Noite muito mal dormida. Amanhecer antecipado. Domingo de Verão a anunciar-se digno desta estação tão desejada. Uma espreitadela sobre a rua ainda deserta recordou-lhe os tempos em que a cidade ficava vazia nesse dia consagrado ao descanso. Sabe, porém, que, daqui a pouco, não faltarão os idiomas mais diversos falados pelos transeuntes da baixa portuense a confirmar a atual realidade babélica da linda cidade que o viu nascer no século passado. Mas, tudo bem!

 

Programa do dia necessariamente alterado e que lhe lembrou um pequeno texto sobre a falibilidade dos projetos humanos: “Digo-vos que não sabeis o que acontecerá amanhã. Porque, que é a vossa vida?” - Tiago, Bíblia Sagrada. E de há um tempo a esta parte, quantos ajustamentos de última hora a corrigirem previsões apontadas como certas e que, acredita o Alemão, nem sempre terão sido bem compreendidas …  Mas, tudo bem!

 

Com tempo para pensar, o Alemão foi deambulando ao sabor da liberdade que a si mesmo ofereceu nesta manhã de Julho. Sim, que ofereceu a si mesmo, excecionalmente, porque não é normal permitir-se estas divagações mentais, a fim de evitar possíveis encontros antipáticos e indesejáveis, estragadores da paz conseguida através de algumas concessões. E foram muitas através dos anos! Hoje, com os devidos cuidados, sempre ajudará a passar o tempo…  Mas, tudo bem!

 

Façamos de conta que a vida é perfeita!...



 

terça-feira, 9 de julho de 2024



HISTÓRIA Nº. 120

 

O cansaço…

 

“Confesso que ando muito cansado, sabe? Mas um cansaço diferente… um cansaço de não querer mais reclamar, de não querer pedir, de não fazer nada, de deixar as coisas acontecerem.”

- Caio Fernando Abreu

 

Reconhece já não ser capaz de, pelo menos, tentar contrariar tendências alteradoras de princípios e valores que com tanto esforço defendeu e procurou preservar. De quadrantes inesperados, imprevisíveis, novos ventos, a quem conferem o estatuto de inevitabilidade, sopram firmemente, impondo sem discussão a sua vontade, uma nova e indiscutível vontade. Outros tempos que alegram o novo mundo e os seus seguidores e entristecem os poucos que os não aceitam nem suportam. “É o que é”, diz-se em linguagem moderna!...

### TAREFA PEDIDA
Continua o excerto sobre o cansaço, começando logo após a última frase apresentada. Não é preciso recorrer ao material.

### MATERIAL FORNECIDO
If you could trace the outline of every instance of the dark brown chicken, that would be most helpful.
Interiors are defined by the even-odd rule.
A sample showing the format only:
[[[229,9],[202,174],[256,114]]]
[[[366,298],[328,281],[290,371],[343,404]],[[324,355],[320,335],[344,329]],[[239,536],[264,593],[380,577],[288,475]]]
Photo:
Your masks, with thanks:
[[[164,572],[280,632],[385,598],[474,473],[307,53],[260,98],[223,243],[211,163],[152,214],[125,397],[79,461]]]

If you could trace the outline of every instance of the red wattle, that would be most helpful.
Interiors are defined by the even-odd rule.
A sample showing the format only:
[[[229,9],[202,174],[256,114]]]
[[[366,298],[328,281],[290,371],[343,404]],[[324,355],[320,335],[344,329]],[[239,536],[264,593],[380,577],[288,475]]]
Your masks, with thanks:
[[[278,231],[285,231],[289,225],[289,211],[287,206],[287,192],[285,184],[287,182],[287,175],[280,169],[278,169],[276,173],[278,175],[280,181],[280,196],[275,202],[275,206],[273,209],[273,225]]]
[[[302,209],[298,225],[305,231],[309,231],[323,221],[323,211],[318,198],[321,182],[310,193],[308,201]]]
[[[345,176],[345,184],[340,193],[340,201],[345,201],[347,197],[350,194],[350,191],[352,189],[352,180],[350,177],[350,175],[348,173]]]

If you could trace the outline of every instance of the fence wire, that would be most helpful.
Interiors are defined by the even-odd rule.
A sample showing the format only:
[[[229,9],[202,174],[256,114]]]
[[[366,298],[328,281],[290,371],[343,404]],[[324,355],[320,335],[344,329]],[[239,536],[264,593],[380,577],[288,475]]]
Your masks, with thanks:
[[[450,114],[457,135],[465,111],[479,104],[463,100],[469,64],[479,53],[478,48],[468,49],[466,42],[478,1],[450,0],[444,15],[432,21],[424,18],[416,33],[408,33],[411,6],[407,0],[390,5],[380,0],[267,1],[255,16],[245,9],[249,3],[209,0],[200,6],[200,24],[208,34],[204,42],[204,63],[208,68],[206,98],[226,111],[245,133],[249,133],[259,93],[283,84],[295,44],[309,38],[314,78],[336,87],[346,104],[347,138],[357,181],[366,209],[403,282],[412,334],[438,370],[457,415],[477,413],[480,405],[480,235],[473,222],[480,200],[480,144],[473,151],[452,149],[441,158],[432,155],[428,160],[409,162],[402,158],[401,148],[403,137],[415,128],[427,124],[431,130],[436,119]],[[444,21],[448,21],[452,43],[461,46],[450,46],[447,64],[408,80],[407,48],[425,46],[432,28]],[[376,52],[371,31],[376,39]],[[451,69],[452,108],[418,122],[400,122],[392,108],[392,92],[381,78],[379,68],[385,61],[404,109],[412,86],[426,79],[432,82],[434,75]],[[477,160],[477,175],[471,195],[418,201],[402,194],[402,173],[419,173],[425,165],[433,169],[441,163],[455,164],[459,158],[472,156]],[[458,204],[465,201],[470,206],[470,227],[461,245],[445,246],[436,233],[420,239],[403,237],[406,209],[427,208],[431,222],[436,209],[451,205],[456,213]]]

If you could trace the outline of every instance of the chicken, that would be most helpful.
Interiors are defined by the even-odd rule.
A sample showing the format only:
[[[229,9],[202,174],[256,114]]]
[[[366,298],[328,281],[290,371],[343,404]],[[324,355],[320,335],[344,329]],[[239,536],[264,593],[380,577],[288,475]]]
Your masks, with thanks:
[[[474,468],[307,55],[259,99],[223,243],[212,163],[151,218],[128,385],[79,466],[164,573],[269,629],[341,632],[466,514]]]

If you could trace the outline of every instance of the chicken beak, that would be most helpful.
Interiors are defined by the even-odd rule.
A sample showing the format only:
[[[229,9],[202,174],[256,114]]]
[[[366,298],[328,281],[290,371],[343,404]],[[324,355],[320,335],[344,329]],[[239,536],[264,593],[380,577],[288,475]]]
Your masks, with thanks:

### RESPOSTA ESCRITA
 

As últimas adversidades pessoais, preocupantes, serão, segundo alguns, matéria bastante que justifica a visão desconfiada que o Alemão tem do mundo em que vive e a dureza injusta das palavras que usa nas suas exposições. Mas, cento e vinte fanecas da pedra depois, ao longo de cerca de sete anos, os seus leitores confirmarão que a denúncia da queda de princípios e valores esteve quase sempre presente naqueles humildes textos. Não é pessimismo: é desgosto. Tristemente, o mundo desmorona-se e poucos o percebem!...

 

Na verdade, esperava maior resistência em gente que viu crescer perto de si através dos anos. O ânimo generalizado parecia inacabável. “A mão no arado sem olhar para trás” era reveladora de firmeza inabalável de um dos mais belos sentimentos: amor por amor. Tempos difíceis os de hoje!...

 

Embora compreenda o prejuízo imenso causado pela exigência dos novos tempos e dos novos ventos, o Alemão, fazendo o que pode, embora pouco, não tem deixado de, com os seus desabafos escritos, exercer alguma pressão na esperança de ver redinamizado o esforço perdido e reavivado o querer enfraquecido. Oxalá consiga!

 

O pior é o cansaço!...

 

“Um supremíssimo cansaço,

Ìssimo, íssimo, issimo,

Cansaço…”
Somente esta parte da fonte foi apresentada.